[Material for the task]
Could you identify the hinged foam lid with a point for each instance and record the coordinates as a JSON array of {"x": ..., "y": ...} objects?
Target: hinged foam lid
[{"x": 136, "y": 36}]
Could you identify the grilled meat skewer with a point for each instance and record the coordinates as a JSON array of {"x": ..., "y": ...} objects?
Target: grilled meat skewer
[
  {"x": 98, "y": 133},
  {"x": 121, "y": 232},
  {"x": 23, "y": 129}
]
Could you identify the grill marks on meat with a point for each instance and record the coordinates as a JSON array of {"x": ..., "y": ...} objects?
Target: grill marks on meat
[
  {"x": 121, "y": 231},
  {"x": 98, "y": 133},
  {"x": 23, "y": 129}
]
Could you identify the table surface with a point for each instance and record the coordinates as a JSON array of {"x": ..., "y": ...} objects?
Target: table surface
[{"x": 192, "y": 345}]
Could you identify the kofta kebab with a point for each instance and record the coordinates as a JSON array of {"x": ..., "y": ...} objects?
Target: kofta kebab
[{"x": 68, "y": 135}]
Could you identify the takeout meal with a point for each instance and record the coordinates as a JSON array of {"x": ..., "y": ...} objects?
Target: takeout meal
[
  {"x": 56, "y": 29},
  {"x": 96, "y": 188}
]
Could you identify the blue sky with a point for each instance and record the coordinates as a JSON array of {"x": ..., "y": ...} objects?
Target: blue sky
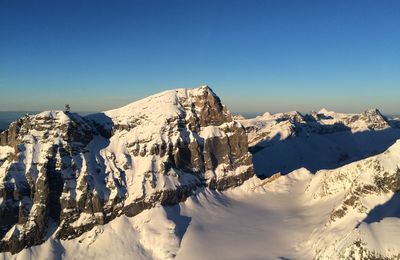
[{"x": 271, "y": 55}]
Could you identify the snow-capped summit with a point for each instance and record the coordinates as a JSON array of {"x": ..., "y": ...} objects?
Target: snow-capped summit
[{"x": 85, "y": 171}]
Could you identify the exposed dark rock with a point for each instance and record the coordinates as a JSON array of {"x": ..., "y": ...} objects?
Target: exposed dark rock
[{"x": 79, "y": 172}]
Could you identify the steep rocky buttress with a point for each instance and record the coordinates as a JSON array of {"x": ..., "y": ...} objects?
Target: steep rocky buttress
[{"x": 60, "y": 171}]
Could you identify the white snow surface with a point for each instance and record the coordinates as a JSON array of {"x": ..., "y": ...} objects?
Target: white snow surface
[{"x": 282, "y": 217}]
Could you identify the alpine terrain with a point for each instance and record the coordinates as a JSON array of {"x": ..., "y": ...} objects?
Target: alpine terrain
[{"x": 175, "y": 175}]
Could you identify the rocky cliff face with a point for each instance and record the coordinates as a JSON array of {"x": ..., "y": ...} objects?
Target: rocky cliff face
[{"x": 72, "y": 173}]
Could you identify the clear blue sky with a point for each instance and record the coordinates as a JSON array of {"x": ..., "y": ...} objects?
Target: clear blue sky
[{"x": 271, "y": 55}]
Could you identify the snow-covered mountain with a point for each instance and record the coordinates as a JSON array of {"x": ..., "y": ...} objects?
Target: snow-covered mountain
[
  {"x": 284, "y": 142},
  {"x": 170, "y": 177},
  {"x": 79, "y": 172}
]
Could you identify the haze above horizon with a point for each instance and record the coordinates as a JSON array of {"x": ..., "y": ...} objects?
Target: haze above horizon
[{"x": 256, "y": 55}]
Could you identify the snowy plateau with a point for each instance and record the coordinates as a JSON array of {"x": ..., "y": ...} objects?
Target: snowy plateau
[{"x": 177, "y": 176}]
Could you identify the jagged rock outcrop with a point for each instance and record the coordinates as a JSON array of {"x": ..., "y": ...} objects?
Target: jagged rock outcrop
[{"x": 58, "y": 168}]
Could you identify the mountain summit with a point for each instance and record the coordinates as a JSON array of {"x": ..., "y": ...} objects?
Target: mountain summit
[{"x": 71, "y": 172}]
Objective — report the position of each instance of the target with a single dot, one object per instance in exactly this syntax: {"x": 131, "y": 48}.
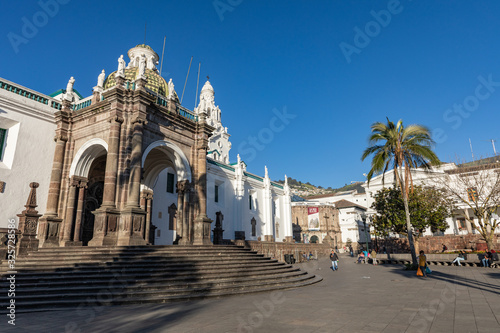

[Task] Return every line of the records that contains the word "outcrop", with case counting, and copy each line word for word.

[Response to the task]
Could you identify the jagged rock outcrop with a point for each instance and record the coordinates as a JSON array of {"x": ..., "y": ...} objects?
Target: jagged rock outcrop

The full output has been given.